→ The problem
Give the records again in full, exactly as written.

(Dataset excerpts)
+-------+
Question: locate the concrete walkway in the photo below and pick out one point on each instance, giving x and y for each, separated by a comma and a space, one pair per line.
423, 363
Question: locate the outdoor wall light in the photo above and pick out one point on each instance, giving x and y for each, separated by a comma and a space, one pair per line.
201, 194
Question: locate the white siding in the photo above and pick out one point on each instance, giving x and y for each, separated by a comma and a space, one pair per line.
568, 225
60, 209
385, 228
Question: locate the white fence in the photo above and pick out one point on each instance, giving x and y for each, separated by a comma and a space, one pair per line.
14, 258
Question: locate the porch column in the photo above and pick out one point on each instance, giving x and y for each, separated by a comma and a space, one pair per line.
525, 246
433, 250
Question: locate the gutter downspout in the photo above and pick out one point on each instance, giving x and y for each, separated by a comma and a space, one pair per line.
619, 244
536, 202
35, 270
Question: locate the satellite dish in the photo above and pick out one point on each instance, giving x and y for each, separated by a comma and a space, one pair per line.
+-------+
→ Exercise result
Question: locate the concrete walkway in the photo below and pick out one point on each instance, giving x and y for each, separated by a comma and a space, one pair per line.
423, 363
Question: locate the outdoor wall light in the photo above and pick out one point on each instance, giving x and y for each, separated by a comma and a space, one pair per line.
201, 194
Question: locate the white siding in the photo above and pick out one point on each instance, giving x and y for each, separated by a comma and a space, one pair per line.
568, 225
60, 209
385, 228
Question: locate the white fence in the photo above and pick out one point on each instance, giving x and y for each, separated by a comma and a space, one pair per line.
14, 258
Question: locate the porch column in the photo above and pick out one point on each instance, giving x and y for each, separated by a comma and a space, one pair per line.
525, 246
433, 250
Question: locate the gutter downspout in the photo above and pick out one point on each instance, giving x and y for each, separated by a comma and a space, one pair per line.
619, 244
536, 202
35, 270
Question: locate the satellite dish in the photo above and pick out one point on each instance, giving x and y for each, separated by a comma and a space, one pair per line.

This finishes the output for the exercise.